■ **Exercise**
Only the pictures stay out; please return all the entries below exactly as written.
─── Study material ───
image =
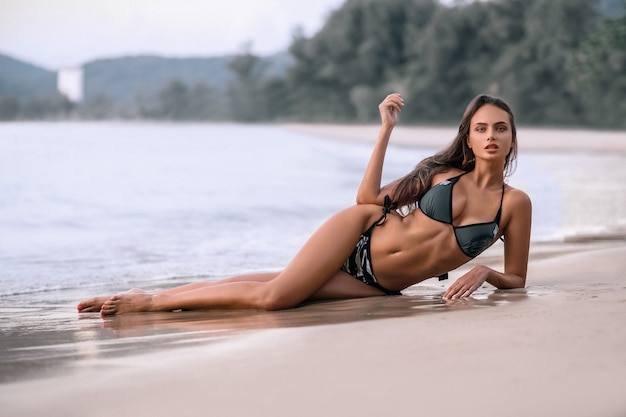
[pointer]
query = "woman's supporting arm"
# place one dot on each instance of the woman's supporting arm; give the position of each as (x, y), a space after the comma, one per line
(516, 251)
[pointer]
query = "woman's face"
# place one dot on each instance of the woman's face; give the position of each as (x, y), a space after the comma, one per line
(491, 135)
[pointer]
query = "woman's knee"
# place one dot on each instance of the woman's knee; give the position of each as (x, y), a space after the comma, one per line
(271, 299)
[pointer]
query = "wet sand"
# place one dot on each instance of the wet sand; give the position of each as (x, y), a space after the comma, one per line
(554, 348)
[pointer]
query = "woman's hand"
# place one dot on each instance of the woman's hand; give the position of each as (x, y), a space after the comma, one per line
(467, 284)
(389, 109)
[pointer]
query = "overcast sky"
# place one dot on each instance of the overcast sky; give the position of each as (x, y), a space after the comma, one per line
(58, 33)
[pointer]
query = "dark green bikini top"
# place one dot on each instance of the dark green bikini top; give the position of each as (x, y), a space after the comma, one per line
(436, 203)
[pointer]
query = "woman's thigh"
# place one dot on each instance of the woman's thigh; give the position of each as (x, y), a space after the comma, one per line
(344, 286)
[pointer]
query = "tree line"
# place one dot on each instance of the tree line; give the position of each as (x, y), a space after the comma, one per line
(556, 62)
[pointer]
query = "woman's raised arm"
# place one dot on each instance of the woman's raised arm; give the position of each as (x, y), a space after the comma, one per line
(370, 191)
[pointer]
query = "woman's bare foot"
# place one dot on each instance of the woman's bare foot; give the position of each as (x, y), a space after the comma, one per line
(127, 303)
(94, 305)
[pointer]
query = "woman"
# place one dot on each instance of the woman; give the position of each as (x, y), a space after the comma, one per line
───
■ **Response**
image =
[pointer]
query = "woman's supporting arm"
# place one dot on each instance of the woman's supporting arm; give the position of each as (x, y), a space after the comma, one per line
(516, 251)
[pointer]
query = "woman's face"
# place one dot on each instance of the woman's face; give the position of each as (x, y), a space after the comma, one per line
(491, 135)
[pointer]
query = "woman's knee"
# place one dot on each instance of the woman's knee; give the position of each as (x, y), a space after the comma, one per line
(271, 299)
[pointer]
query = "wet sand"
# place one dot on each instance of the wet sand; give the position of each as (x, y), a space after the comma, one per line
(554, 348)
[pointer]
query = "woman's hand"
# place one dot on each instance of the woman's hand; give the position of each as (x, y), a space after the comma, one per line
(467, 284)
(389, 109)
[pointer]
query = "overcast sky"
# place one dot on each instance of the overcast sky; give the position of each as (x, y), a space after the comma, one per line
(58, 33)
[pointer]
query = "dark green bikini top"
# place one dot on each instance of the dark green bikini top; give the position of each as (x, y), a space after the comma, one per line
(436, 203)
[pointer]
query = "woman's thigh"
# place one dot on each instance of the woman's thigh; give the position of each as (x, y), a space after the comma, one per line
(344, 286)
[pointer]
query = "tree line"
# place one dot on each instance of the tree line; give the position of each as (x, y), a space after the comma, one per line
(556, 62)
[pointer]
query = "woman's raised arm"
# place one dot on each instance of the woman's raised arm; give the position of each as (x, y), a space after the comma, one per line
(370, 191)
[pointer]
query = "woman's bare foot"
# place one dot on each instance of the woman's bare foot; give the position of each as (x, y), a space after the comma, one per line
(127, 303)
(94, 305)
[pointer]
query = "woman"
# place one dot on each instance of the woman; give the position of each as (x, y), a space after the comma, one per line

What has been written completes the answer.